**What is needed:** Print, character for character, the part of the records that opens with the line containing "query (the noun phrase to segment): stone" and continues through the end of the records.

**Dataset entries:**
>>>

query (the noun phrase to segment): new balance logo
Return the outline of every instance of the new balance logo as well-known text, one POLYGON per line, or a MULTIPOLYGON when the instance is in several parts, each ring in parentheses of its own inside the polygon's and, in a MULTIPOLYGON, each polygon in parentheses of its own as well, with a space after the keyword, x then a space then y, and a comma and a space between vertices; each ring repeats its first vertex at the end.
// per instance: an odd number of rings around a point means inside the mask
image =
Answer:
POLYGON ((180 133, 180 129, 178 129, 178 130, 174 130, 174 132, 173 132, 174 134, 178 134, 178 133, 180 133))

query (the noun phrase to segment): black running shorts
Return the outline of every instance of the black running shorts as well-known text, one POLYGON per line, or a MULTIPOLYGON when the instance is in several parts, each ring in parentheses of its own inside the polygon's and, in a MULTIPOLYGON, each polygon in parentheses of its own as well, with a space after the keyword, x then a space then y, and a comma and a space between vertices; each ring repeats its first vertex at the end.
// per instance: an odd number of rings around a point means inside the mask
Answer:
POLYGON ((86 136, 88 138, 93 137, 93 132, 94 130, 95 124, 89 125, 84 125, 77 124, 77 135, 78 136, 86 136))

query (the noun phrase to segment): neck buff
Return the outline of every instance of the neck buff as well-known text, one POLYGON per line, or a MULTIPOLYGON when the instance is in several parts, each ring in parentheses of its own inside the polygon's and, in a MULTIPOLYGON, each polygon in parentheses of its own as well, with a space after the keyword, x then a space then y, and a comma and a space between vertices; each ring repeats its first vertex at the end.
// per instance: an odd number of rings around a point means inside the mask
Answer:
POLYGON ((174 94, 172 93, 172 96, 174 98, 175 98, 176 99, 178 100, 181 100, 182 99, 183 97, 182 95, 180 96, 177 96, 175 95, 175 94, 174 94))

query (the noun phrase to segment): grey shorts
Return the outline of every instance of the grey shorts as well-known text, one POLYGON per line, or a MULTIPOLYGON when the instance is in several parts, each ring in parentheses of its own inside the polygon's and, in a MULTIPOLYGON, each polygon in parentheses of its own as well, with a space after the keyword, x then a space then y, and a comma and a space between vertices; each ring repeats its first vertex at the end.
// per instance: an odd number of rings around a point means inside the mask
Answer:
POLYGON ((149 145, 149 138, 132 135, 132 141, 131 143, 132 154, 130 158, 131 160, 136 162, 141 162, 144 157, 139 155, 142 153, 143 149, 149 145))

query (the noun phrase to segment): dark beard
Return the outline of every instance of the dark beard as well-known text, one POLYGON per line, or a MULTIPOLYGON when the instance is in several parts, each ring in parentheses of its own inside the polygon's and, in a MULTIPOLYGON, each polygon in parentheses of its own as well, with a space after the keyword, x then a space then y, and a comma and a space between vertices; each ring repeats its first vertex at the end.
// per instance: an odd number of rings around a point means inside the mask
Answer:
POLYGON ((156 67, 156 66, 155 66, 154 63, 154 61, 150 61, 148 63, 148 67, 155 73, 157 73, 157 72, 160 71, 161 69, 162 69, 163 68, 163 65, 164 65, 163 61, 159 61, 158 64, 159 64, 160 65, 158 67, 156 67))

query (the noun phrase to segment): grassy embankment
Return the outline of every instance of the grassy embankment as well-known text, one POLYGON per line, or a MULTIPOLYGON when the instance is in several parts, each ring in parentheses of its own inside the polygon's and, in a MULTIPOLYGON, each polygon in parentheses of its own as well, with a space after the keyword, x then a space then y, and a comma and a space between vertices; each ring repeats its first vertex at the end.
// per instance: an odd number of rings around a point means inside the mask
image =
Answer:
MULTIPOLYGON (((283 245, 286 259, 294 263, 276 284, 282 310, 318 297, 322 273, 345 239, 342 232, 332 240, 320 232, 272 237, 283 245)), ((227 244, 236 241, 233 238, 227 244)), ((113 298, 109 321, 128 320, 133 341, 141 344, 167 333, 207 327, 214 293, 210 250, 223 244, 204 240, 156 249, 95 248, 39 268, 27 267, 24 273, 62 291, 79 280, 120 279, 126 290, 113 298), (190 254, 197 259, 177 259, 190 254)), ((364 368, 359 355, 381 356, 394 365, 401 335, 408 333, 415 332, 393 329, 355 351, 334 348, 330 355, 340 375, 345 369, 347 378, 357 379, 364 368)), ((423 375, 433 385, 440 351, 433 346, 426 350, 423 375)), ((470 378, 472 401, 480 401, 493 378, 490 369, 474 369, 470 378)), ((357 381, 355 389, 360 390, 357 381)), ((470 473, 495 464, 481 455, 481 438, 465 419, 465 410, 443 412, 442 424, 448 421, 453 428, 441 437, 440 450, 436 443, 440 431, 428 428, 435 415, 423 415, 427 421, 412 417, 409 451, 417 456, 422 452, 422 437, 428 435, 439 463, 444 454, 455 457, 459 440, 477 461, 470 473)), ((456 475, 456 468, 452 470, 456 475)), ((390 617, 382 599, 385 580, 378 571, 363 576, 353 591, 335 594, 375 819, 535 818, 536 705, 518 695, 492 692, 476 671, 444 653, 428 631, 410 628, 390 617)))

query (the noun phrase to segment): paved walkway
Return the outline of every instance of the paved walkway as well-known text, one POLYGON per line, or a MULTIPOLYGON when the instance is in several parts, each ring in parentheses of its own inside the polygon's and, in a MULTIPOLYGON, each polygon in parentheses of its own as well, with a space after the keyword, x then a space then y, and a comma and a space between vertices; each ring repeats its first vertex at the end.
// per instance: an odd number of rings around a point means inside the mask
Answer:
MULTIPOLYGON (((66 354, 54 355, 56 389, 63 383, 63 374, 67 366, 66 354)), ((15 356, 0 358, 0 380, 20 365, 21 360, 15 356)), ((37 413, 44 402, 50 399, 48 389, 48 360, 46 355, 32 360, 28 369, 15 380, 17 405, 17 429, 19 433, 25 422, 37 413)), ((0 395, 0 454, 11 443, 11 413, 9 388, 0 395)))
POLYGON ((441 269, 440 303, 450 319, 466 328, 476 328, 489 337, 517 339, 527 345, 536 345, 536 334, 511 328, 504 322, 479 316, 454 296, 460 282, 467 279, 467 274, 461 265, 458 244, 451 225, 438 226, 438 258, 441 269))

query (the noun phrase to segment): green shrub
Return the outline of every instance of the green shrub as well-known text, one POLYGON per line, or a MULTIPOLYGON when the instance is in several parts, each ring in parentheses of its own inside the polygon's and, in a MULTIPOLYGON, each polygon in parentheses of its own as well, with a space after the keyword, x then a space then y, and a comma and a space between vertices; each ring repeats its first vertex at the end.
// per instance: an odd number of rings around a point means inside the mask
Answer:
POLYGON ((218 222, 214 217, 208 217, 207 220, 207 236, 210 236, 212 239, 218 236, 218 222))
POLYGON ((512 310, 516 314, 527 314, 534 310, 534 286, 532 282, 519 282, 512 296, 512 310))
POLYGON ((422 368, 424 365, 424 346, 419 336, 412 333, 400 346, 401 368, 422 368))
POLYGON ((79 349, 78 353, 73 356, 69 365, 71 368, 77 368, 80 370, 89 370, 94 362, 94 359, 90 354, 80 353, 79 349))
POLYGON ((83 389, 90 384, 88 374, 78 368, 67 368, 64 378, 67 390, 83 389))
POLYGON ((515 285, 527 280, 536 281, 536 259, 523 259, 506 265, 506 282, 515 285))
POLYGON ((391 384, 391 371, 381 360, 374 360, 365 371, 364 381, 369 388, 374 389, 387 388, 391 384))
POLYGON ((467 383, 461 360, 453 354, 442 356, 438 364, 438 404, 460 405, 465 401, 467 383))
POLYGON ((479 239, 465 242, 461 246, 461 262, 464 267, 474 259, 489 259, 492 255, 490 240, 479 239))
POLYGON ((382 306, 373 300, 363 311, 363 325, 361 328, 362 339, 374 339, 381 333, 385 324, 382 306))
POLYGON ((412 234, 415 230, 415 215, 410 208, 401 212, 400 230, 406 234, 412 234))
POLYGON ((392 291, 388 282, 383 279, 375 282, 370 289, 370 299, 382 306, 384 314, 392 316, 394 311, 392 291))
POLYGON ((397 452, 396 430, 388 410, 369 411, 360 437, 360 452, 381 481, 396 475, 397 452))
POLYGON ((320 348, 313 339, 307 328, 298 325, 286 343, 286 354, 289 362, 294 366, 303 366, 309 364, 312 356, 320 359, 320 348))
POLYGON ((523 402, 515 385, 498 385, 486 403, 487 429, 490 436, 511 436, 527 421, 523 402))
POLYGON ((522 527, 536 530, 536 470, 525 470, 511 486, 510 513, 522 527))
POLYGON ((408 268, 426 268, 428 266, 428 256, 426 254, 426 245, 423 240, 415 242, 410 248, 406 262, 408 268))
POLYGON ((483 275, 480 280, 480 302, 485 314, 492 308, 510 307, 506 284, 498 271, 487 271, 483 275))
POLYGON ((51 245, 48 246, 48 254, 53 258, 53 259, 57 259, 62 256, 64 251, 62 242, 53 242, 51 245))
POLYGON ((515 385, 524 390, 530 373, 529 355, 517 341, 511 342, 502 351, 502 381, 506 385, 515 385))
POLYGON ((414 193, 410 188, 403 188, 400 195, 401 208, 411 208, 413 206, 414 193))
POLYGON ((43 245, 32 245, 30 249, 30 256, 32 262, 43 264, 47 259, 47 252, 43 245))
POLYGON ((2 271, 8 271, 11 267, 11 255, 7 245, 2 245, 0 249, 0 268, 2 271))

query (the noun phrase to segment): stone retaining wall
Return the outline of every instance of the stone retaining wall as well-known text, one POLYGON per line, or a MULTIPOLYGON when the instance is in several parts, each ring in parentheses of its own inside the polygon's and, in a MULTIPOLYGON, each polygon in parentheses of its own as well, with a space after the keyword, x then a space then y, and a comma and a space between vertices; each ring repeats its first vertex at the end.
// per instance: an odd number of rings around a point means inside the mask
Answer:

<<<

**Expected output:**
query (the noun phrase to segment): stone retaining wall
Return the outline of every instance of the stone retaining wall as well-known text, one POLYGON per line, or a MULTIPOLYGON when the instance is in several parts, each ring in parentheses of its own inside the polygon's and, in a MULTIPOLYGON, each polygon in parentheses of its own as well, with a space after the keyword, x then a space then y, and a comma and a space between vertices; each ring repeats its first vertex at the end.
// per instance: an odd number of rings around a point means inside the mask
Answer:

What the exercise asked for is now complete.